- _Text shown_
--- begin ---

Friday, March 31, 2017
My latest Vinyl Anachronist column is now up at Perfect Sound Forever. This one is about re-tipping cartridges and whether or not you should bother with replacement styli. You can read it here. Enjoy!
Saturday, March 25, 2017
I honestly think I should know more about Dave Soldier than I do. He's a very interesting person, and he's involved in plenty of mystical and cerebral projects that connect the aesthetic dots between music, art and history. (His real name isn't even Dave Soldier.) When I reviewed the latest Sonus Inenarrabilis' CD a few months ago, I was just a bit confused by the way this album was packaged especially in terms of who did what, and whose music they were playing. That's Dave Soldier's fault, I think. Shortly afterward, I found a half dozen of my friends in the audio industry discussing Soldier on Facebook in a way that led me to believe they knew him and he was a good buddy of theirs.
Now I have this new Dave Soldier project on deck, The Eighth Hour of Amduat, and the ambiguity continues. A perfunctory listen reveals very little since it's a somewhat eclectic and disjointed collection of noises and sounds, punctuated by passages of truly beautiful music, all recorded in a careful, loving manner. Looking at the busy cover of the CD undoes some of the mystery--Marshall Allen plays Sun Ra, Sahoko Sato Timpone plays The Mistress of the Boat and there's credit for an orchestra and choir. But then, at the bottom, it says "Rita Lucarelli, Egyptologist."

--- end ---

- _Given request A_
Reproduce the blog post word for word, from "Friday, March 31, 2017" up to and including "it here. Enjoy!".
- _Given request B_
In the blog post, which publication carries the latest Vinyl Anachronist column?

Excerpts of location labeling data
--- begin ---

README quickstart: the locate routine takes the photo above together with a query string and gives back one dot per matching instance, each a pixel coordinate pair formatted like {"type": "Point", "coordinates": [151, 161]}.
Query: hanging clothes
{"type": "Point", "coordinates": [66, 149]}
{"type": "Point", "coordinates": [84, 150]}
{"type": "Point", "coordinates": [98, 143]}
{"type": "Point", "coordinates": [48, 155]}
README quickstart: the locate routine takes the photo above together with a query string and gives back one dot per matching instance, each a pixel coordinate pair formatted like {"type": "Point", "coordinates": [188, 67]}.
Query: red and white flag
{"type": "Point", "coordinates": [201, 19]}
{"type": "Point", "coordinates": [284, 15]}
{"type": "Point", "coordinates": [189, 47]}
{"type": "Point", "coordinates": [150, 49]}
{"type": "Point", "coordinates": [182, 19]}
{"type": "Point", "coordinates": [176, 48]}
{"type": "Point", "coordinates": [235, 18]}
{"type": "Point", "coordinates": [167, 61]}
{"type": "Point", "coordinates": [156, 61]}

--- end ---

- _Exercise answer A_
Friday, March 31, 2017
My latest Vinyl Anachronist column is now up at Perfect Sound Forever. This one is about re-tipping cartridges and whether or not you should bother with replacement styli. You can read it here. Enjoy!

- _Exercise answer B_
Perfect Sound Forever